EXCERPT PROVIDED ▸

▬▬▬▬▬▬

CS180 Project 3: Face Morphing

Name: Shuai Victor Zhou

SID: 3035912996

Overview

In this project, we use correspondences (corresponding points) between faces to create morphings between them. With these morphings, we can also calculate averages of a population to find mapping of faces to the population average. Furthermore, caricatures of an individual can be generated by extrapolated from the population average.

Defining Correspondences

We first identify correspondences for images and store them within a .json file. With these points, we generate the Delaunay triangulations of the two images. Plotting the points on top of the images gives us the following:

Clooney and Kanye with their correspondences

Computing the “Mid-Way Face”

To find the “mid-way face,” we take each of the pairs of correspondences and average their positions. We then find the matrix that maps from each of the original simplices to the average simplices and then invert the matrix to find the reverse map. Using this new reverse map, we’re able to generate the mapping of each of the two photos into their average.

Original image of George Clooney
Original image of Kanye West
George Clooney mapped to the average simplices
Kanye West mapped to the average simplices
The average of the mapped photos

The Morph Sequence

In this part, we generate the sequence of an im1 morphing into an im2. This is related to how we performed the mid-way face in the previous part, with the mid-way face being when our dissolve fraction and warp fraction are both 1/2. The dissolve fraction is how much of the combined image is im1 and how much of it is im2, and the warp fraction is how close the “average” point that we’re mapping to is to im1 vs im2. Effectively, both of these should be the same value, and it will range from 0 to 1, with 0 being when our image is just im1 and 1 being when our image is just im2. For this project, we generate 60 total frames to transition from George Clooney to Kanye West, and when we combine these images into a .gif file, we get this result.

The “Mean Face” of a Population

We compute the “mean face” (average face) of a population by using the Danes dataset of annotated faces. We take the average location of all the points to find where the correspondences are for the “average” person. With these new points, we can map each of the faces in the dataset to this “average” face. Below are some examples.

By adding up all of these mapped faces and averaging them, we produce the average face of this population.

The average face of the population

We can also map my face to the average geometry and the average face to my geometry.

My face to the average geometry
The average face to my geometry

Caricatures: Extrapolating from the Mean

We can produce caricatures of ourselves by extrapolating from the mean. This is done by mapping a person’s face to the following target points:

Ptstarget=αPtsaverage+(1α)Ptsperson\text{Pts}_{\text{target}} = \alpha \cdot \text{Pts}_{\text{average}} + (1 - \alpha) \cdot \text{Pts}_{\text{person}}

When α is 0, we just have our regular face. Below are some results using different α values.

α = -0.5
α = 0.0
α = 0.5
α = 1.0

Bells & Whistles: Myself Through the Years (MV)

Here is a music video of myself morphing throughout the years.

https://youtube.com/embed/7oGRAfV5aLY?feature=share

Bells & Whistles: Face-Morphing Music Video

Here is a music video of myself morphing with my peers from CS 180.

https://youtube.com/embed/33B6azJcvQE?feature=share

▬▬▬▬▬▬

GIVEN TASK A ▸ In the entries, lay out as a numbered list everything from the line containing "Could you put a marker on each instance of the car" down to the line containing "point(178, 263)", leaving out any blank lines.

DATA SUPPLIED ▸
▬▬▬▬▬▬

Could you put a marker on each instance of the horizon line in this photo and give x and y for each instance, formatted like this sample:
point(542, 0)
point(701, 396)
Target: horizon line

▬▬▬▬▬▬

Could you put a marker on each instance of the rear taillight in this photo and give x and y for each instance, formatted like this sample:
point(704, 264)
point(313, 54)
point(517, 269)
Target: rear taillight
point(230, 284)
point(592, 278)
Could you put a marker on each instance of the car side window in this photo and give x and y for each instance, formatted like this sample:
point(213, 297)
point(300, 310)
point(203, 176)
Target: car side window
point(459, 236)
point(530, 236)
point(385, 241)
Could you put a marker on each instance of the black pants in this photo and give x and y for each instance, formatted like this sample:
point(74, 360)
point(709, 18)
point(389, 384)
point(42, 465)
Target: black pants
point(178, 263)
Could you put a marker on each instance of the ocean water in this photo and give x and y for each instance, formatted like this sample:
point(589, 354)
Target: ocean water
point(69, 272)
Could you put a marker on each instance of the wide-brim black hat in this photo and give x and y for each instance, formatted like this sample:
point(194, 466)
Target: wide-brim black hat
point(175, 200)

▬▬▬▬▬▬

GIVEN TASK B ▸
Answer these questions about the face morphing project writeup:
(i) In what kind of file are the correspondences stored?
(ii) How many frames are generated for the transition from George Clooney to Kanye West?
(iii) Which dataset is used to compute the mean face of a population?

WRITTEN RESPONSE A ▸
1. Could you put a marker on each instance of the car side window in this photo and give x and y for each instance, formatted like this sample:
2. point(213, 297)
3. point(300, 310)
4. point(203, 176)
5. Target: car side window
6. point(459, 236)
7. point(530, 236)
8. point(385, 241)
9. Could you put a marker on each instance of the black pants in this photo and give x and y for each instance, formatted like this sample:
10. point(74, 360)
11. point(709, 18)
12. point(389, 384)
13. point(42, 465)
14. Target: black pants
15. point(178, 263)

WRITTEN RESPONSE B ▸
(i) A .json file.
(ii) 60 frames.
(iii) The Danes dataset of annotated faces.